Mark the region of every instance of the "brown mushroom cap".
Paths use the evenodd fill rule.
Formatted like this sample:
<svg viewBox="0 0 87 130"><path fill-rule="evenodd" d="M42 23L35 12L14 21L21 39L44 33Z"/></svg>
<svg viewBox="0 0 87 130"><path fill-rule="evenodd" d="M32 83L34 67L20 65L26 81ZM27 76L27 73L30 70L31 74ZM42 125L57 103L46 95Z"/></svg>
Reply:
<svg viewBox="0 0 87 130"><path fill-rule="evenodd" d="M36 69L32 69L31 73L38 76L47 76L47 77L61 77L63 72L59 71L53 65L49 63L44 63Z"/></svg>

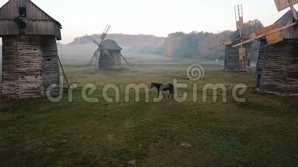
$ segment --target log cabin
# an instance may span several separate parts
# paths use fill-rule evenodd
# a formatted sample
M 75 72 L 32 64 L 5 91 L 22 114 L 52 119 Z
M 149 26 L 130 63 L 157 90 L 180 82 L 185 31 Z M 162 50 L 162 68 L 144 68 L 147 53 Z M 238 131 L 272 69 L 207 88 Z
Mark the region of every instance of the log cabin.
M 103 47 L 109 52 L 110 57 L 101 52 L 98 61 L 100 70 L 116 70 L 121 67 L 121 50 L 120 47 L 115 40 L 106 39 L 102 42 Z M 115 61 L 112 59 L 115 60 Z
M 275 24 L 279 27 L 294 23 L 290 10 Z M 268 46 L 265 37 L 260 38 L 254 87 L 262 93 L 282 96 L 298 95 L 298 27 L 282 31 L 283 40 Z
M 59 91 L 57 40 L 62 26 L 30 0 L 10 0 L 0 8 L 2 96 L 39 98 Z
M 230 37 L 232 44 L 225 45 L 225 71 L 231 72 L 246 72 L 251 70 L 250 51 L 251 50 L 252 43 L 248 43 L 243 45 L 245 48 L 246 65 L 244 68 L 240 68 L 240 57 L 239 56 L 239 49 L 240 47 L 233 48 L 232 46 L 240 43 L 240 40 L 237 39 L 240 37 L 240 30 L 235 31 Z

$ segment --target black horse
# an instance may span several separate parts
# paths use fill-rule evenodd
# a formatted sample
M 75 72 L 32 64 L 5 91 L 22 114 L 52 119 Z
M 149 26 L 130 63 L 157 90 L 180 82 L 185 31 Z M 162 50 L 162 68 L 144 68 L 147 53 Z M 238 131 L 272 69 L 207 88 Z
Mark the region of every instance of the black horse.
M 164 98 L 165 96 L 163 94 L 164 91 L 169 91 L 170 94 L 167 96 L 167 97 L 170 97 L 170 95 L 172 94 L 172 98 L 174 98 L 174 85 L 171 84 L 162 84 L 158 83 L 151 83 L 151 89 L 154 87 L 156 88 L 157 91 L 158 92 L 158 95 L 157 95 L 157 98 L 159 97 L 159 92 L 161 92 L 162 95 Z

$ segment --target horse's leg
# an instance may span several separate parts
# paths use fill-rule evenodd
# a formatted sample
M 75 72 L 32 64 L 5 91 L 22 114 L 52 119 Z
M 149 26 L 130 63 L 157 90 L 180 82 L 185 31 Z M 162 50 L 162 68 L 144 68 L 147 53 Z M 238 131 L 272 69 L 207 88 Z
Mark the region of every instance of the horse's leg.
::::
▸ **The exercise**: Take the entries shown above and quote them verbatim, passing over the pictures.

▸ **Full solution**:
Mark the region of every instance of the "brown mushroom cap".
Paths use the evenodd fill rule.
Formatted like this sample:
<svg viewBox="0 0 87 130"><path fill-rule="evenodd" d="M42 23L35 12L14 21L21 39L44 33Z"/></svg>
<svg viewBox="0 0 87 130"><path fill-rule="evenodd" d="M32 83L34 67L20 65L26 81ZM27 76L27 73L30 70L31 74ZM42 125L57 103L46 95Z"/></svg>
Reply:
<svg viewBox="0 0 87 130"><path fill-rule="evenodd" d="M36 69L32 69L31 73L38 76L47 76L47 77L61 77L63 72L59 71L53 65L49 63L44 63Z"/></svg>

$ segment --target log cabin
# an instance may span several separate parts
# paths use fill-rule evenodd
# a formatted sample
M 75 72 L 32 64 L 5 91 L 22 114 L 52 119 Z
M 149 26 L 130 63 L 157 90 L 180 82 L 185 31 Z M 162 50 L 162 68 L 144 68 L 147 53 Z M 238 131 L 272 69 L 207 88 Z
Mark the region of every instance of the log cabin.
M 103 47 L 109 52 L 110 57 L 101 52 L 98 61 L 100 70 L 116 70 L 121 67 L 121 50 L 120 47 L 115 40 L 106 39 L 102 42 Z M 115 61 L 112 59 L 115 60 Z
M 275 24 L 279 27 L 294 23 L 290 10 Z M 268 46 L 265 37 L 260 38 L 254 87 L 262 93 L 282 96 L 298 95 L 298 27 L 282 31 L 283 40 Z
M 59 91 L 57 40 L 62 26 L 30 0 L 10 0 L 0 8 L 2 96 L 39 98 Z
M 230 37 L 232 44 L 225 45 L 225 71 L 231 72 L 246 72 L 251 70 L 250 51 L 251 50 L 252 43 L 248 43 L 243 45 L 245 48 L 246 65 L 244 68 L 240 68 L 240 57 L 239 56 L 239 49 L 240 47 L 233 48 L 232 46 L 240 43 L 240 40 L 237 39 L 240 37 L 240 30 L 235 31 Z

$ segment --target black horse
# an instance may span several separate parts
# paths use fill-rule evenodd
# a formatted sample
M 75 72 L 32 64 L 5 91 L 22 114 L 52 119 Z
M 149 26 L 130 63 L 157 90 L 180 82 L 185 31 Z M 162 50 L 162 68 L 144 68 L 147 53 Z M 238 131 L 272 69 L 207 88 Z
Mark the region of every instance of the black horse.
M 164 98 L 165 96 L 163 94 L 164 91 L 169 91 L 170 94 L 167 96 L 167 97 L 170 97 L 170 95 L 172 94 L 172 98 L 174 98 L 174 85 L 171 84 L 162 84 L 158 83 L 151 83 L 151 89 L 154 87 L 156 88 L 157 91 L 158 92 L 158 95 L 157 95 L 157 98 L 159 97 L 159 92 L 161 92 L 162 95 Z

$ segment --target horse's leg
# an instance may span several separate parts
# paths use fill-rule evenodd
# a formatted sample
M 75 72 L 32 64 L 5 91 L 22 114 L 52 119 Z
M 149 26 L 130 63 L 157 90 L 180 82 L 185 31 Z M 162 50 L 162 68 L 144 68 L 147 53 Z M 238 131 L 272 69 L 207 88 Z
Mark the region of every instance of the horse's leg.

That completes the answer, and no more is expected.